Lines from a pointing dataset
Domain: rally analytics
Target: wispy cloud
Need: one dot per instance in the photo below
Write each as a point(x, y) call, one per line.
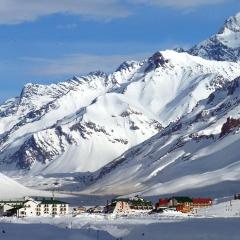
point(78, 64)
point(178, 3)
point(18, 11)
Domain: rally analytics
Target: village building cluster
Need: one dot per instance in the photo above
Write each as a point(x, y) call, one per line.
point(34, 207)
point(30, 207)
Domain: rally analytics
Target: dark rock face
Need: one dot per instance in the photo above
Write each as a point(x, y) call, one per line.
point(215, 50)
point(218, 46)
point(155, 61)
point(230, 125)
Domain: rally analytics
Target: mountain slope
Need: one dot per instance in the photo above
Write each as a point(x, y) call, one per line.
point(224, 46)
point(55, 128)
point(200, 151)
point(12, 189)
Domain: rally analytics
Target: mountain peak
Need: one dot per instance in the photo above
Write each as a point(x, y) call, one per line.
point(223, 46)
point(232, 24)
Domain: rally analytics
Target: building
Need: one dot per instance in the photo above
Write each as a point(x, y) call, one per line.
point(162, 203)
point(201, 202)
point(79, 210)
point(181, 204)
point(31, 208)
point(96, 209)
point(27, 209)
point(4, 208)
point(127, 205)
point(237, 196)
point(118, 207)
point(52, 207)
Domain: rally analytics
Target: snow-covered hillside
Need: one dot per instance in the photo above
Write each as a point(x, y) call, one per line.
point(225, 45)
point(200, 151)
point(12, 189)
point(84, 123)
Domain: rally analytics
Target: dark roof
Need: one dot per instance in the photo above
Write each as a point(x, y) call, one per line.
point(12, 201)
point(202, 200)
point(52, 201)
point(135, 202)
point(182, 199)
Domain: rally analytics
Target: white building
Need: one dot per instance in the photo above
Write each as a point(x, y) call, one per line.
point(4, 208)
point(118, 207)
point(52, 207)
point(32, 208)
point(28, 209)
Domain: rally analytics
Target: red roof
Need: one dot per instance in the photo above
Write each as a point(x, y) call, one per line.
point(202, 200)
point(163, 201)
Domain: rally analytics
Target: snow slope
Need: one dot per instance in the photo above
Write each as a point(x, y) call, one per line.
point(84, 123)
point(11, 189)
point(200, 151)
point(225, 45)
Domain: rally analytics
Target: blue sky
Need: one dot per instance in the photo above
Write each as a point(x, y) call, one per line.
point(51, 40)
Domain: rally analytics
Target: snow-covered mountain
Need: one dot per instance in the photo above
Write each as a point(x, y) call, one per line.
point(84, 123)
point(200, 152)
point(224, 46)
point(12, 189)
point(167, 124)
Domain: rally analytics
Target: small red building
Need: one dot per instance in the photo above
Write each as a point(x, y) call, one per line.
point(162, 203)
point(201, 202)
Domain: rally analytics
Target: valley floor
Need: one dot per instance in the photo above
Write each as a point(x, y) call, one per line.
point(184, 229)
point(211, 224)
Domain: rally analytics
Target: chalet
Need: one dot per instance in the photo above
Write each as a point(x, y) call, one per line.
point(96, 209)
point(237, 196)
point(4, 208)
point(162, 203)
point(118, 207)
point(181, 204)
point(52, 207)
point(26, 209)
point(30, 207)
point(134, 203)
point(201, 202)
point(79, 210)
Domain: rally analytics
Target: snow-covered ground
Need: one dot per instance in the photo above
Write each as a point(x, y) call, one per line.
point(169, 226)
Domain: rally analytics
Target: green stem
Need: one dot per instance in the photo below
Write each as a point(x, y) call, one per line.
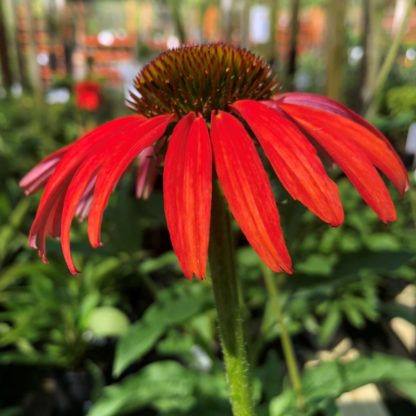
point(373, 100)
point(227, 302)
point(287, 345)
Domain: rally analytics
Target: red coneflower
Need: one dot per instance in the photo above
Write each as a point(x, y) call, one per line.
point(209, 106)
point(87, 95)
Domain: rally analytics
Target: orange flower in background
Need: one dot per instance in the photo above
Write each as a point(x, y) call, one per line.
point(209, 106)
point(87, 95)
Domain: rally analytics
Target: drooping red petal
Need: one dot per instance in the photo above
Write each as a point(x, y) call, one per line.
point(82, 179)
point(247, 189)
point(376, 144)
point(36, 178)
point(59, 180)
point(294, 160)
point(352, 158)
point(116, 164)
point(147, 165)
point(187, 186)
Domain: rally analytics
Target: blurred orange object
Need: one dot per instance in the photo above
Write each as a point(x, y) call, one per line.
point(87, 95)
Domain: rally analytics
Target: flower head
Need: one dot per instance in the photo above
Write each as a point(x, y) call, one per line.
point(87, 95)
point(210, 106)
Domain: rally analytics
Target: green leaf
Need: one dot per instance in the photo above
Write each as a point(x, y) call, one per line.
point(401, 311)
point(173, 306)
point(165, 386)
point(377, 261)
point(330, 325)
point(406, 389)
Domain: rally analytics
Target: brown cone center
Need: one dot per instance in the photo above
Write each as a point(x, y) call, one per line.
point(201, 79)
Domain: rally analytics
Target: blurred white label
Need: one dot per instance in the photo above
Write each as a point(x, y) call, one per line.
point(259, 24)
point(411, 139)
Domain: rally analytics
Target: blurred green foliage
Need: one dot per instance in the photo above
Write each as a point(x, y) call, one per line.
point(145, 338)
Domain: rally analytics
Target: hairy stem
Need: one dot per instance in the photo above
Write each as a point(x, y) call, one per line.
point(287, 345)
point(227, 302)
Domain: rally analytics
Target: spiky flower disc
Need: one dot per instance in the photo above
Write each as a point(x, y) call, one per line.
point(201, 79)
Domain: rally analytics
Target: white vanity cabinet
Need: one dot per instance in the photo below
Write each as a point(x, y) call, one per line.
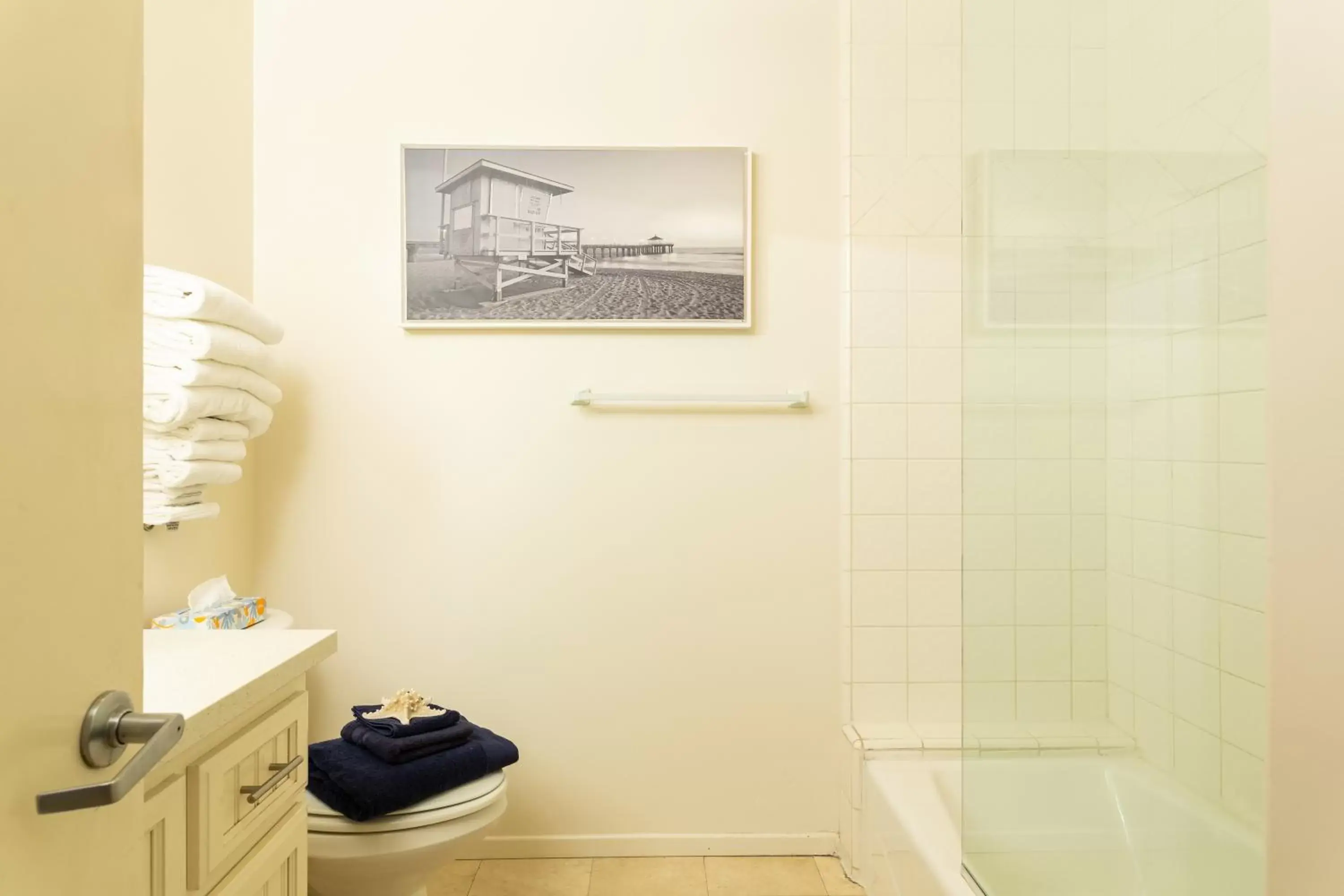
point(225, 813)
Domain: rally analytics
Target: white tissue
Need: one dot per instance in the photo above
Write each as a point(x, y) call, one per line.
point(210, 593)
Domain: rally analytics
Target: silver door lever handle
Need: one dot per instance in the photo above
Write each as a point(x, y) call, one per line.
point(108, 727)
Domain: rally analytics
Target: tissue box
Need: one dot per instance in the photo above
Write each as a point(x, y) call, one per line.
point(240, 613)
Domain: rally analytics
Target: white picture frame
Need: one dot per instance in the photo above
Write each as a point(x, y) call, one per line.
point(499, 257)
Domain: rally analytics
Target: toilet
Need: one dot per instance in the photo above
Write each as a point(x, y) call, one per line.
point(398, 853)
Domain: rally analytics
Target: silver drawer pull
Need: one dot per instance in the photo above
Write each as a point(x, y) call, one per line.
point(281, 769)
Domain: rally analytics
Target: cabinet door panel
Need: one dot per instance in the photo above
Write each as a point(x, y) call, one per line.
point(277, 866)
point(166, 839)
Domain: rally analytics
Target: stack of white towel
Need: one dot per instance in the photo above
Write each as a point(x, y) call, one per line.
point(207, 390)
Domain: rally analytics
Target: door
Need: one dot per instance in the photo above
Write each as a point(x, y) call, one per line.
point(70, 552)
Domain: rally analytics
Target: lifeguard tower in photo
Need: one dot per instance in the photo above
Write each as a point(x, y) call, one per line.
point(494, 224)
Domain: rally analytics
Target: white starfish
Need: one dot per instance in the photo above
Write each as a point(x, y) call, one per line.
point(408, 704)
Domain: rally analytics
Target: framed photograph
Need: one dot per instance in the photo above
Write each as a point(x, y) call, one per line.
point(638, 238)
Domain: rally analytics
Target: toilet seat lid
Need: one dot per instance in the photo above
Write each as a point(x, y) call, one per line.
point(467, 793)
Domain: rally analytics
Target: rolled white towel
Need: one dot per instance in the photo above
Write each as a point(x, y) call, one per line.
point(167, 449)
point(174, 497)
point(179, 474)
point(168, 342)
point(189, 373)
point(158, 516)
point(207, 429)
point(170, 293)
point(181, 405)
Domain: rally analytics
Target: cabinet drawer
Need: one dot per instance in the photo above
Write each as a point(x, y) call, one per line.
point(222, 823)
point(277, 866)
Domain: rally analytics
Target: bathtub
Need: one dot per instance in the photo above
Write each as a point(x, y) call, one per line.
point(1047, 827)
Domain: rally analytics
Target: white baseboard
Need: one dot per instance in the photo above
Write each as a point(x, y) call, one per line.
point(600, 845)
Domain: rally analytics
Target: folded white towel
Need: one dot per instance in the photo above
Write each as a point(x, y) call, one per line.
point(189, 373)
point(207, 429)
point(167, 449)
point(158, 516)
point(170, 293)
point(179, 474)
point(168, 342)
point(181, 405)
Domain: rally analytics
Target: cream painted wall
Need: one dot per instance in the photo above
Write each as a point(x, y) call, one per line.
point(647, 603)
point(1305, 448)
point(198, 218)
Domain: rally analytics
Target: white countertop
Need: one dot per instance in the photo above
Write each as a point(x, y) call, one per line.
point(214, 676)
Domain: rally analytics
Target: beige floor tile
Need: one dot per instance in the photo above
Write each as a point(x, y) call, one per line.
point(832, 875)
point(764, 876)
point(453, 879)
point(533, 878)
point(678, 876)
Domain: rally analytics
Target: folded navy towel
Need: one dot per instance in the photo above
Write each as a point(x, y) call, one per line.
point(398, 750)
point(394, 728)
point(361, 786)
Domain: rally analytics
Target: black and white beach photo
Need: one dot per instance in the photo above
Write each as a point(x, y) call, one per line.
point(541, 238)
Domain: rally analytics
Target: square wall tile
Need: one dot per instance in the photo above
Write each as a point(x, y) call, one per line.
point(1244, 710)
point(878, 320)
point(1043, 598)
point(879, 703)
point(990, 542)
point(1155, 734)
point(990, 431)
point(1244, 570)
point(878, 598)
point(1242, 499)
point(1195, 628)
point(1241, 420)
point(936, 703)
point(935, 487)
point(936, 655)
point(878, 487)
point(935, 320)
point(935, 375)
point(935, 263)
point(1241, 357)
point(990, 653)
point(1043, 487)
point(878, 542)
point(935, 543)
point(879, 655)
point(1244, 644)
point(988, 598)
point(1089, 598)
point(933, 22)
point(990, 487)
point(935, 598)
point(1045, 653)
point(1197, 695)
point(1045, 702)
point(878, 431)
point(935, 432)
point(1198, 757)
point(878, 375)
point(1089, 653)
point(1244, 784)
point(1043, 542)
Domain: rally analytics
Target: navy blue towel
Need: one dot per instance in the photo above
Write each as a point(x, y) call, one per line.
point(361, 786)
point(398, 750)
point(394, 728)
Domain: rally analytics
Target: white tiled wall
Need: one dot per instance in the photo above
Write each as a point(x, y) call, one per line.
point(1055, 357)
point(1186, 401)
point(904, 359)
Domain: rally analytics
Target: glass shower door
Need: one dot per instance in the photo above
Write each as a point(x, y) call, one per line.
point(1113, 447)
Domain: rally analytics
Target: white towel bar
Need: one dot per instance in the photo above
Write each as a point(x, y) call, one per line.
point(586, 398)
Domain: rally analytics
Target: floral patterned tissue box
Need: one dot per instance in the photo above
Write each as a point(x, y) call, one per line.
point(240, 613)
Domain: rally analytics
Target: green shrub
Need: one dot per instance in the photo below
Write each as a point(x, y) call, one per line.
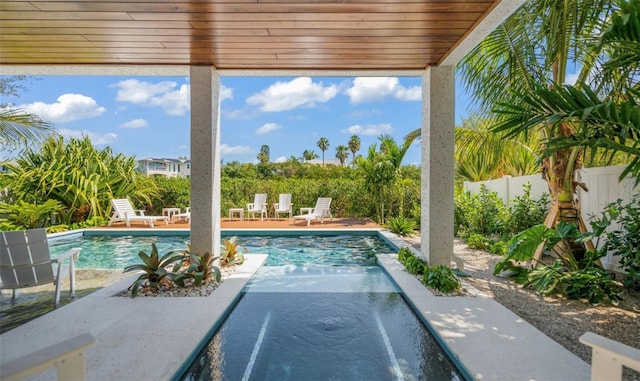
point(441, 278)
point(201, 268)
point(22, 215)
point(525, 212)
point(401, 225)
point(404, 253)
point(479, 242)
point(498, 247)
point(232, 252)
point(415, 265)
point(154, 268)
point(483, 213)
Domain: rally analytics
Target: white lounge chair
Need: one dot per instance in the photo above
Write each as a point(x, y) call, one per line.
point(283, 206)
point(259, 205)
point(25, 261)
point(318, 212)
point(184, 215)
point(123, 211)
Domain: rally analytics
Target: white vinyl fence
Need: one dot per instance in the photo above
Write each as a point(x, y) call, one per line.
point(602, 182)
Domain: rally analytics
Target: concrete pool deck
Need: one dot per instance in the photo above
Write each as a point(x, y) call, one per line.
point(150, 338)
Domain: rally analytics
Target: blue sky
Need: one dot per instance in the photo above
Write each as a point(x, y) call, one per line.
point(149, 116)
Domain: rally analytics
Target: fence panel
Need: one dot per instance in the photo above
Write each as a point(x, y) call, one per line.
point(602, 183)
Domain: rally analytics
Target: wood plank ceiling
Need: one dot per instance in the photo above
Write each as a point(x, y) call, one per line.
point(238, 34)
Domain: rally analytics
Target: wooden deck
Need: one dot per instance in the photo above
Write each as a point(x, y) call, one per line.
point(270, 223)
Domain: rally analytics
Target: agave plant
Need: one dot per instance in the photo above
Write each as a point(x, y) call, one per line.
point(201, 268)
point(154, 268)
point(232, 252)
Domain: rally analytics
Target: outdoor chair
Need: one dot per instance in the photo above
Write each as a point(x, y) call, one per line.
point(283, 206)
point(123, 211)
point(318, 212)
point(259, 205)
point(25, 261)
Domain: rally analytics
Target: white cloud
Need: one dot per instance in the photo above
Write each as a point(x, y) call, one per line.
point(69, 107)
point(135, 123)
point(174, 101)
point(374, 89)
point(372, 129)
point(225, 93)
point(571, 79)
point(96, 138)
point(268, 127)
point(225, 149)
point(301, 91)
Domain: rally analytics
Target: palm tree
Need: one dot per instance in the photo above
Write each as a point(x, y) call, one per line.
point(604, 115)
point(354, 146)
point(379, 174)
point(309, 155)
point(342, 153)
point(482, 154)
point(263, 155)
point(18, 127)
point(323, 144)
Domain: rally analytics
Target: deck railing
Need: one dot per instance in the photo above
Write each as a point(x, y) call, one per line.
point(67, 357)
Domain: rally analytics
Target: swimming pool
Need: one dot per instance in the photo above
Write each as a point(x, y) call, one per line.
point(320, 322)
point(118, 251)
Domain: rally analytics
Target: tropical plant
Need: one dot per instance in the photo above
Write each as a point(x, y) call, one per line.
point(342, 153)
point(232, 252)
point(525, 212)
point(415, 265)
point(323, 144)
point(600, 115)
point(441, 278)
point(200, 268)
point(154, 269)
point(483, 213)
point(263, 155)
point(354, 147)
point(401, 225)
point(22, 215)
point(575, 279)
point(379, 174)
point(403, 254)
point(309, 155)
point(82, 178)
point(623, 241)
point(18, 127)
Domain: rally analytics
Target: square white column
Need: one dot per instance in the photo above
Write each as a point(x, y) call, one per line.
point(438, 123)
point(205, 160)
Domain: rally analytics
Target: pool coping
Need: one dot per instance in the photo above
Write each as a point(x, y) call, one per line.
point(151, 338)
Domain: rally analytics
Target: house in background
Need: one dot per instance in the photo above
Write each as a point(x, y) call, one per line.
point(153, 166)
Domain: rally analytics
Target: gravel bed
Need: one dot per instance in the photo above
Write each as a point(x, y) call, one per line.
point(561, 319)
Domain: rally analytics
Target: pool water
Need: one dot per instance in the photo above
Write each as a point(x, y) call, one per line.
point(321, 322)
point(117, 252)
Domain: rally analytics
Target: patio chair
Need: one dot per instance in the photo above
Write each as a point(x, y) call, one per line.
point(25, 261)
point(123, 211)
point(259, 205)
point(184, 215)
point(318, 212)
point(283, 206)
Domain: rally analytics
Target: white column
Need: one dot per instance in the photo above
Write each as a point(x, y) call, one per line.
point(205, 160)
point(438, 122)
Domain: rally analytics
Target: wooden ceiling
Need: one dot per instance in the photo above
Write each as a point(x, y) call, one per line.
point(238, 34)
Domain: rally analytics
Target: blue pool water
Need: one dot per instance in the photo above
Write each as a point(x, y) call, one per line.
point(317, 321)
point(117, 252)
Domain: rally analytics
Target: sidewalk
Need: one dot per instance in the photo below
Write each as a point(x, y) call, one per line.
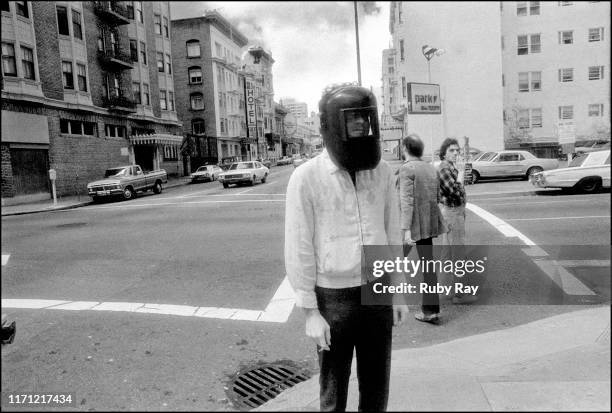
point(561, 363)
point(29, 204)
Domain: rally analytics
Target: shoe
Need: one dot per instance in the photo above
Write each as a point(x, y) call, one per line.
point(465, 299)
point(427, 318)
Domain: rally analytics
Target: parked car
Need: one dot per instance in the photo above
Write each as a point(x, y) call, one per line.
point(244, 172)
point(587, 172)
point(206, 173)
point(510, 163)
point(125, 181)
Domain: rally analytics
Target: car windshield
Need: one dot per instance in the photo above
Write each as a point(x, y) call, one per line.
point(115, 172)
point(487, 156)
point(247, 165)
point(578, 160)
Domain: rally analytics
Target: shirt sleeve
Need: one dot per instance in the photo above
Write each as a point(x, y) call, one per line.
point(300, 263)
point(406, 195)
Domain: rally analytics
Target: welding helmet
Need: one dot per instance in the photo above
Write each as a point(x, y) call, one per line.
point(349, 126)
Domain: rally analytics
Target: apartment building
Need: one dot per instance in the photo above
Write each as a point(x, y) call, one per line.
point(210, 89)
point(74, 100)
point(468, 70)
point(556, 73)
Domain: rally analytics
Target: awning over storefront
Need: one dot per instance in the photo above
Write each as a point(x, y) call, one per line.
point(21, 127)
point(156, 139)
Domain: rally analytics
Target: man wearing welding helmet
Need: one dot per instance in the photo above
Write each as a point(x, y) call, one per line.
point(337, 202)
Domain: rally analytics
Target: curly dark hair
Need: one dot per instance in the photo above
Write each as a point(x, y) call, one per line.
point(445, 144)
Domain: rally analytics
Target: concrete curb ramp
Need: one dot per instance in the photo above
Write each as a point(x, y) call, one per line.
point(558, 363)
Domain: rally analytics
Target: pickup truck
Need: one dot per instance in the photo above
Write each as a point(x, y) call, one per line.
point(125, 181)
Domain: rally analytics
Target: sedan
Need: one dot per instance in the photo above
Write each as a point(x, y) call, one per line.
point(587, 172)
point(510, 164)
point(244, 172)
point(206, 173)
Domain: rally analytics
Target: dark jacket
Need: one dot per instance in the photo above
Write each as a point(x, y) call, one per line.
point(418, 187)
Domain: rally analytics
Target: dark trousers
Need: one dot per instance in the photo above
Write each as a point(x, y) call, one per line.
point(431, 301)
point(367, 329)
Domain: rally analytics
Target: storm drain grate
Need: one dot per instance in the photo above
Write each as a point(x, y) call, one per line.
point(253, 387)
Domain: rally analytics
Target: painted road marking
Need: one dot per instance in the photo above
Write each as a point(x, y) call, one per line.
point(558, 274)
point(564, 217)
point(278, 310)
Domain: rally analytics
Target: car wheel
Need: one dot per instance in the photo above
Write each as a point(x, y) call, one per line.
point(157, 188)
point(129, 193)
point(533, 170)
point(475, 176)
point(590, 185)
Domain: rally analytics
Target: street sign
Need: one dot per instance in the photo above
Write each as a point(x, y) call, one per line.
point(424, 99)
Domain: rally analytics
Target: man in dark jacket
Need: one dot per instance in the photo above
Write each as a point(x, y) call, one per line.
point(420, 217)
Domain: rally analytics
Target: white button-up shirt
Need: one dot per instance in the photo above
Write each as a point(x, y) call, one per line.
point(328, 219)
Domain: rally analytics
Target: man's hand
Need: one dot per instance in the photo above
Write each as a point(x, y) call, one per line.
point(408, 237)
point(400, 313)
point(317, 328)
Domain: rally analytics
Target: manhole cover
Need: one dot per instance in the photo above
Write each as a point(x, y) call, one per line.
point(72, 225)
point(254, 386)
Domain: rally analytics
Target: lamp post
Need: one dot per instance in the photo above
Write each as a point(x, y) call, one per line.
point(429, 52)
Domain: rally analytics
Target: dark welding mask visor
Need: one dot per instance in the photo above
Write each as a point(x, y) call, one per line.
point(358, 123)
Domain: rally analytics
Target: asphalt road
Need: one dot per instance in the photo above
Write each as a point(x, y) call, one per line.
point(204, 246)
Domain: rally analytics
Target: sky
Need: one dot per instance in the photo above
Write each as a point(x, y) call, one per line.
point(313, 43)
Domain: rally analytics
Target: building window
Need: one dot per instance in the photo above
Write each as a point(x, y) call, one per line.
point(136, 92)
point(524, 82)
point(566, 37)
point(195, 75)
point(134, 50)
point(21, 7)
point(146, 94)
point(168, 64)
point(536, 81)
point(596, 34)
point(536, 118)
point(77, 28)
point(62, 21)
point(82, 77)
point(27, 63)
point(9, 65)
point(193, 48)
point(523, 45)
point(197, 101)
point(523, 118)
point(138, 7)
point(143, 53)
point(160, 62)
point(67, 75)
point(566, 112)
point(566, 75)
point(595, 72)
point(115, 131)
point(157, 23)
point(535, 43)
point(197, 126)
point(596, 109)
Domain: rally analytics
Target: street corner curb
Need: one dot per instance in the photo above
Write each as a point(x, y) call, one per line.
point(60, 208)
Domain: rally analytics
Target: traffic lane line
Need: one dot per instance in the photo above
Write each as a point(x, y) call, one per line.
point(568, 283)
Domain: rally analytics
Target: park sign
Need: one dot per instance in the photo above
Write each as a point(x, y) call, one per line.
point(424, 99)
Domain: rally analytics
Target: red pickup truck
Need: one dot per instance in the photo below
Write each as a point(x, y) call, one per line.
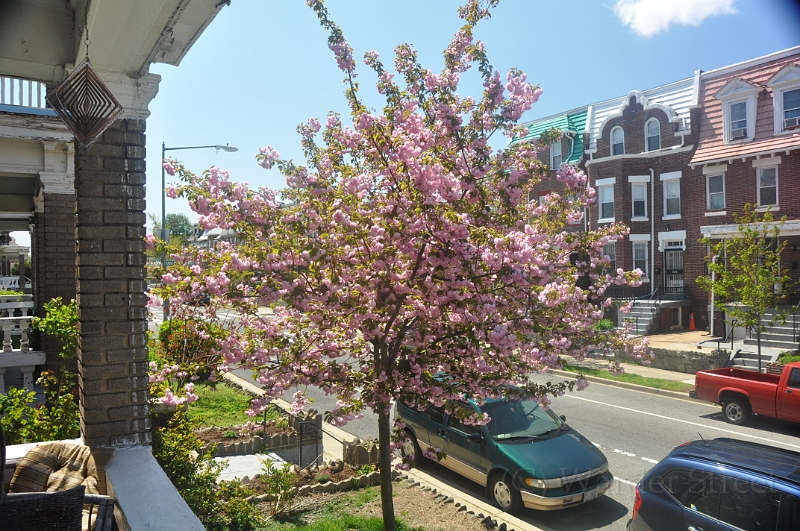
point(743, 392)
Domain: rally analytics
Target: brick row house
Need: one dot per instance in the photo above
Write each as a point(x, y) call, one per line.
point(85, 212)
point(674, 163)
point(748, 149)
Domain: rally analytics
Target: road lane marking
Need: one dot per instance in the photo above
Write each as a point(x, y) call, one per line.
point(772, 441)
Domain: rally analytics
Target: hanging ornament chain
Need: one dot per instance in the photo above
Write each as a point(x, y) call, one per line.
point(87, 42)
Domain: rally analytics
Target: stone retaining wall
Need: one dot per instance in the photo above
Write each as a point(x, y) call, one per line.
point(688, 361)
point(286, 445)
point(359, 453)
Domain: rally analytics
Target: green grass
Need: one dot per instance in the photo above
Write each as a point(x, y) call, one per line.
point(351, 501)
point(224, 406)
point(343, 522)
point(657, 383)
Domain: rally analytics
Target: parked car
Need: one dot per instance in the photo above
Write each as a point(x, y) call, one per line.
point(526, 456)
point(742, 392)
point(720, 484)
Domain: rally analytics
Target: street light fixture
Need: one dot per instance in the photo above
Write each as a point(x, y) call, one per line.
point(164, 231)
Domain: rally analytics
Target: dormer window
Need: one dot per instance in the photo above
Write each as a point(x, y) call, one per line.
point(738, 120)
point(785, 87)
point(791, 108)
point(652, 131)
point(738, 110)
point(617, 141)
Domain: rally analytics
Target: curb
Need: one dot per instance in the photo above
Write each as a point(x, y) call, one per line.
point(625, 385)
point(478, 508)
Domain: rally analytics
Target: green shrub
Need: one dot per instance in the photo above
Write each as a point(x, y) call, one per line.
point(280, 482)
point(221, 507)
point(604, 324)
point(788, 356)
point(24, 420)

= EXERCISE GOAL =
Convert the lines from the start through the line containing "point(18, 11)" into a two-column CSV with the headers text and answer. Give one row for each text and its answer, put each in a single quoted field with line breaks replaced by spaces, and leave the picture out.

= WRITTEN SOLUTION =
text,answer
"Domain: rally analytics Target: wispy cloud Need: one dot per instance in the photo below Write each as a point(x, y) call, one per line.","point(78, 64) point(178, 3) point(18, 11)"